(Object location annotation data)
========================================================================
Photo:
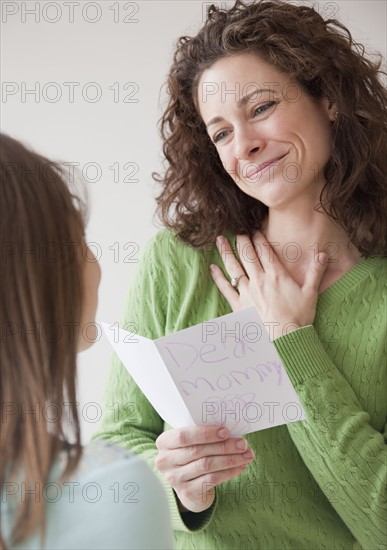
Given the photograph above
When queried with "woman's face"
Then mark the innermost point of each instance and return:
(91, 280)
(256, 115)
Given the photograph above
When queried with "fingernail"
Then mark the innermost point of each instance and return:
(241, 444)
(223, 433)
(248, 454)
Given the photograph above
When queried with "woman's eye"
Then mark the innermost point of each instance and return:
(263, 108)
(219, 136)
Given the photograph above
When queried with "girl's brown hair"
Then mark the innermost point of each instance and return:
(200, 200)
(42, 227)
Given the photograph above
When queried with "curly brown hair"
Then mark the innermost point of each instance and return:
(321, 56)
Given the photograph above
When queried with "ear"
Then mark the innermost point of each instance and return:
(330, 108)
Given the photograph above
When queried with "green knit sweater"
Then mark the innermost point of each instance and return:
(314, 484)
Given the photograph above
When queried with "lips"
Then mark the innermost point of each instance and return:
(256, 169)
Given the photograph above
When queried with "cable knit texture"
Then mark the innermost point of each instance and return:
(315, 484)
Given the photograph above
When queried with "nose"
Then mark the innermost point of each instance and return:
(247, 144)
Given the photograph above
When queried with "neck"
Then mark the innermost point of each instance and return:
(297, 238)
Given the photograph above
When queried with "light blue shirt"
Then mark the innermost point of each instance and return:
(112, 501)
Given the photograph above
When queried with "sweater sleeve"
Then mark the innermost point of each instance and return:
(128, 418)
(337, 442)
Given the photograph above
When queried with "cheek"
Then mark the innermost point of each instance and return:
========================================================================
Exercise aim:
Pictures in the records must not appear in the copy; transcribe everything else precisely.

Result of the task:
Photo:
Given the photograph above
When queried with "woman's face"
Then mark the innermost point of each instance and return:
(91, 280)
(256, 115)
Given the photograph above
When queried with "fingernail"
Then mark the innermost point of each instance and return:
(241, 444)
(223, 433)
(248, 454)
Given the photograph above
When queried with "woman's eye"
Then mark the innermost point of each instance and return:
(263, 108)
(219, 136)
Given the photograph above
When queried with "girl's brown hair"
Then mark the innermost point of each instance and return:
(200, 200)
(42, 227)
Given the photograph above
When queried with "curly brown hair"
Then mark the innermost point of each instance and return:
(321, 56)
Given the photograph above
When queried with "ear"
Then mark the innermost point of each instance and return:
(330, 108)
Given the photograph above
When queried with "green knit sweater"
Then mark the innermost point of each instance and return:
(314, 484)
Given the photograph above
When queried with "lips"
Then mark the innermost point of each instance and return:
(256, 169)
Given the photograph above
When queried with "cable knit texture"
Then mark the innermost point of each instance and return:
(315, 484)
Given the photograph above
When queried with "nose"
Then mark the innermost point of each instance and return:
(247, 144)
Given the photograph above
When queried with "neck"
Then mark the innermost point of each instance and return:
(297, 238)
Given the photograph above
When queried with "light blue shirt"
Then mark the innermost point of each instance and return:
(112, 501)
Given the photograph above
When queried with "sweater sleeve"
Then mark the innermost point of each instance and return:
(128, 418)
(337, 442)
Given the photograph above
When queried with "cheek"
Then mark the innermost point of each instance and return:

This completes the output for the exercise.